### Task data:
-=-=-

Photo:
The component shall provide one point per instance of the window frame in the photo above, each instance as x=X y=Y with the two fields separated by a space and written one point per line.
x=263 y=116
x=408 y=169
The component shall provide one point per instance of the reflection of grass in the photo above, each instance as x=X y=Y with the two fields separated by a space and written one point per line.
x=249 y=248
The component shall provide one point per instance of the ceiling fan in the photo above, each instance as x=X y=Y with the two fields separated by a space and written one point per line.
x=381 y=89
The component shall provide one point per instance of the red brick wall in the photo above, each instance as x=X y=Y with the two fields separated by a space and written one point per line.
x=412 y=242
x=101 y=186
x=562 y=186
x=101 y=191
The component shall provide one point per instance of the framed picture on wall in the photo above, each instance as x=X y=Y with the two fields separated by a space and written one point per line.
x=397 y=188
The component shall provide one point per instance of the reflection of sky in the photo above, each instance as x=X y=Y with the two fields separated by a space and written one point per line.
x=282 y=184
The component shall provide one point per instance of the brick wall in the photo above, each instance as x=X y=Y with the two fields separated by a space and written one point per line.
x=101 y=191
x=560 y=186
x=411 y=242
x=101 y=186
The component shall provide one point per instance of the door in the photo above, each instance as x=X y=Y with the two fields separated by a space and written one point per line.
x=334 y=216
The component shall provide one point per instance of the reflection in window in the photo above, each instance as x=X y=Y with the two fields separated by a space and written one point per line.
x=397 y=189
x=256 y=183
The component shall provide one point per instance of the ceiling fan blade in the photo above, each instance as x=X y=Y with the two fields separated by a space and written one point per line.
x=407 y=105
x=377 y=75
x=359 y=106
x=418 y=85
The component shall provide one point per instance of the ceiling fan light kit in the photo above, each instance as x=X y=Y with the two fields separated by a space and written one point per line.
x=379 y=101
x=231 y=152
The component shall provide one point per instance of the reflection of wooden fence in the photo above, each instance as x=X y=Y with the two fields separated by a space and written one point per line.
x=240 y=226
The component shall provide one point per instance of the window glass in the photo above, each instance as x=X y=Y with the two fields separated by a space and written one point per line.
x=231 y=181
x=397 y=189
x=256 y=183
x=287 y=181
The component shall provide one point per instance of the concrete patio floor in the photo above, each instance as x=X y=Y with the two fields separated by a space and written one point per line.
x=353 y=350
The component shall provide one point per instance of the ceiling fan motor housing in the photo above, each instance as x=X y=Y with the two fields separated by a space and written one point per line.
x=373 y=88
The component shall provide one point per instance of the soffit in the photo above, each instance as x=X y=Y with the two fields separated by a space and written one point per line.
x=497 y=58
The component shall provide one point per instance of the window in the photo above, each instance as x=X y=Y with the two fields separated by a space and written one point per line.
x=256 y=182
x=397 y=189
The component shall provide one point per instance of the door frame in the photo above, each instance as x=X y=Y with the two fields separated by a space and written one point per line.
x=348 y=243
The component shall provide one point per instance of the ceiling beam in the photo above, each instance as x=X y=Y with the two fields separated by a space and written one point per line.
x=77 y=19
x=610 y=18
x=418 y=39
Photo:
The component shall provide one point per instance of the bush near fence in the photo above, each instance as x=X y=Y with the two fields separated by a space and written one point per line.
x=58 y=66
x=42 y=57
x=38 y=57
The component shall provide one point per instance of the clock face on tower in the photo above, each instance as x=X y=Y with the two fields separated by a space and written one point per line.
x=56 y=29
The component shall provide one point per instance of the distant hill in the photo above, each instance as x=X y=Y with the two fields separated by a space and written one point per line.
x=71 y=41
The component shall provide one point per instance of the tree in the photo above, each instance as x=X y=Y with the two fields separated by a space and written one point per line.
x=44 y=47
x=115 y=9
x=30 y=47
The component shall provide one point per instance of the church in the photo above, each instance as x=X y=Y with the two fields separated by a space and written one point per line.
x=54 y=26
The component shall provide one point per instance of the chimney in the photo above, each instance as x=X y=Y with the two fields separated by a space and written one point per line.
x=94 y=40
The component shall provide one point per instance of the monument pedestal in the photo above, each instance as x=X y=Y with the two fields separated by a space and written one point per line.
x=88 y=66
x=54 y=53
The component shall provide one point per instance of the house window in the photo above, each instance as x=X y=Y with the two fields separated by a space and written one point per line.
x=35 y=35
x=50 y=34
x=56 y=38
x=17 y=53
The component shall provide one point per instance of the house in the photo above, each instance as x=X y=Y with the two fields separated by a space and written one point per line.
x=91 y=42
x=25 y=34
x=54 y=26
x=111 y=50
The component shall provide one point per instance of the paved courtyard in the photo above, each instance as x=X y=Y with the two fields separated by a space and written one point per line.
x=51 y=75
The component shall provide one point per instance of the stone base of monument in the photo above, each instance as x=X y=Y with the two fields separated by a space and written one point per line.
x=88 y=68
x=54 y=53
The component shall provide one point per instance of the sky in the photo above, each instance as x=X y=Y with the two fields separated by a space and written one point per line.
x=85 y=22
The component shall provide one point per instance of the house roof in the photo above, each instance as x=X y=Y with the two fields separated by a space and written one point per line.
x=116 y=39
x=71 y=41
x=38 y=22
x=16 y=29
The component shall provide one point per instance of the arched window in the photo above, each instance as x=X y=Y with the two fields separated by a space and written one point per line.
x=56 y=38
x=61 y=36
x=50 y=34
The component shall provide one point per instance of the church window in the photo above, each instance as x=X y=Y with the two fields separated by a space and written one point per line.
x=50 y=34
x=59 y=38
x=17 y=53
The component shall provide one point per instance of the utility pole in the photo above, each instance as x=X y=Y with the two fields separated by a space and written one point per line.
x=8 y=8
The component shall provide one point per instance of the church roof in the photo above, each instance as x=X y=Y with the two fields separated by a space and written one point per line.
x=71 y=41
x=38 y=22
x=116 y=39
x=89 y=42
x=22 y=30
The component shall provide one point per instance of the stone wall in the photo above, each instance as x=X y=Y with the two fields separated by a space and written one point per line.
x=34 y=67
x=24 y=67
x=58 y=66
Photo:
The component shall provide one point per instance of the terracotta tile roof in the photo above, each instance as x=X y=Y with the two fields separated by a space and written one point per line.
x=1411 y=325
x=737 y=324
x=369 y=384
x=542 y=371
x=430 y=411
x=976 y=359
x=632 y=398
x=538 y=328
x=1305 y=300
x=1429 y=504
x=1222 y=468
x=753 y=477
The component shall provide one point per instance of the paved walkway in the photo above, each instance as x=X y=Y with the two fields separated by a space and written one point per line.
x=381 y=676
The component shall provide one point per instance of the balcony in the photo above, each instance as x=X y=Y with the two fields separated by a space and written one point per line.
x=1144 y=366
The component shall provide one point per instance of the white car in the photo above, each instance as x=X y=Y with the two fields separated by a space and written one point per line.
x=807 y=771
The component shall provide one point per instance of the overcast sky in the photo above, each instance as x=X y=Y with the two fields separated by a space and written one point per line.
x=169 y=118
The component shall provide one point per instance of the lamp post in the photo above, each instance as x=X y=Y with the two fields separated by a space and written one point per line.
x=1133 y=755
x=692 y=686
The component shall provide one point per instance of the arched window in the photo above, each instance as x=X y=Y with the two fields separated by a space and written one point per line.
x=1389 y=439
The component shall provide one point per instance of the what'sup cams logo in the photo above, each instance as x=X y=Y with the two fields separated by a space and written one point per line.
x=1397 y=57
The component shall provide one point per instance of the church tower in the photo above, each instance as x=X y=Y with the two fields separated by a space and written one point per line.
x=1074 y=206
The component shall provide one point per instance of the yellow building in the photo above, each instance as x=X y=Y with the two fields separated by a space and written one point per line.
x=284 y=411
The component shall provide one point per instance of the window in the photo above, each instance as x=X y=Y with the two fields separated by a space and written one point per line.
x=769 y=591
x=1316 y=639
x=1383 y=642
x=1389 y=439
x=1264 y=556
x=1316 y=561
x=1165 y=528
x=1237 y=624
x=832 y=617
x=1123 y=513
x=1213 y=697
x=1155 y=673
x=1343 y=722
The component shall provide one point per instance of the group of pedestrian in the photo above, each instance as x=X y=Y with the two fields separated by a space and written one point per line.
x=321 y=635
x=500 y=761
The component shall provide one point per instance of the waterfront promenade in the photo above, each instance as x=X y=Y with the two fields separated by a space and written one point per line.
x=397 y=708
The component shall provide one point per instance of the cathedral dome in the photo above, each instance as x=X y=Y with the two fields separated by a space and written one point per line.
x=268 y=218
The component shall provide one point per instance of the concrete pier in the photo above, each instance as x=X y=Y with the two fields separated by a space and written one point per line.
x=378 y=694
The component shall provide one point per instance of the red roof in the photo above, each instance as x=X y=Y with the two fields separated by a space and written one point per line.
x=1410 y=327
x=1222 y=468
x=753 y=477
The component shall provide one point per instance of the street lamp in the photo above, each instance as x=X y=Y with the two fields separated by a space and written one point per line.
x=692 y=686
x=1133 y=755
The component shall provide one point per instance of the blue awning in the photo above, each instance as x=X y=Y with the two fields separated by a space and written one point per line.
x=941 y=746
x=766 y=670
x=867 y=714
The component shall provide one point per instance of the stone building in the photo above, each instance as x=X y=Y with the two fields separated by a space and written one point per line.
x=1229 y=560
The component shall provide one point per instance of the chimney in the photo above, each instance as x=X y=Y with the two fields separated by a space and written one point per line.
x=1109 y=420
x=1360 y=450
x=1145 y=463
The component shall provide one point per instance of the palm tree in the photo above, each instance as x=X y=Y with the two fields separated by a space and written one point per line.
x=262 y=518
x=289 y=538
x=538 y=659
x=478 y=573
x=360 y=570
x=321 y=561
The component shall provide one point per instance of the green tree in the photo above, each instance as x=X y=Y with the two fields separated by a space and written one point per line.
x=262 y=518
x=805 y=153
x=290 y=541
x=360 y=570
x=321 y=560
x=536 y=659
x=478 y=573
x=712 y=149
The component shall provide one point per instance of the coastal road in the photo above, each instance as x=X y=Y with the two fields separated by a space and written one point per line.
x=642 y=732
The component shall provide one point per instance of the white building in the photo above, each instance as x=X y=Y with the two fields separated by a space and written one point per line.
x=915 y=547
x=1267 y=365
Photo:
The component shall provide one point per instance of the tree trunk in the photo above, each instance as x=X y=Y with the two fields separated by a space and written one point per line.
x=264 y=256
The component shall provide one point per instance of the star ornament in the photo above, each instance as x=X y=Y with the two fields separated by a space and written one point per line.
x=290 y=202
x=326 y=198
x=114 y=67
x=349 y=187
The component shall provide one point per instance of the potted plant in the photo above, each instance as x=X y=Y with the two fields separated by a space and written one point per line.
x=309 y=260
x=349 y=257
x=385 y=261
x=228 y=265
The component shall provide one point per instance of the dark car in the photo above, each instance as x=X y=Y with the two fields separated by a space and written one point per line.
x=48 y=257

-=-=-

The lines to reproduce run from the one that contains "of the coastal" through the last line above; copy them exactly.

### Task output:
The component shall provide one point per instance of the coastal road in the photo above, each instance as x=X y=Y with the two fields separated by a space and written one point per line.
x=642 y=732
The component shall provide one point per instance of the white building in the photo above, each instance as x=X y=Y with the two fields separated by a space and written one point per line.
x=915 y=547
x=1267 y=365
Photo:
The component shall provide one point per instance of the tree trunk in the photo above, each instance as x=X y=Y with the two fields separated by a space and written one point per line.
x=264 y=256
The component shall provide one point per instance of the star ornament in the photo above, each instance as x=X y=Y with the two fields separated by a space and written one point per line.
x=290 y=202
x=326 y=198
x=114 y=67
x=349 y=187
The component shall provide one point per instance of the potted plant in the photo above, each instance as x=X y=Y with the two fields separated by a space and written one point per line.
x=309 y=260
x=349 y=257
x=385 y=261
x=228 y=265
The component shall provide one point per instance of the dark car in the photo above, each instance as x=X y=Y with the two fields separated by a space and written one point per line.
x=48 y=257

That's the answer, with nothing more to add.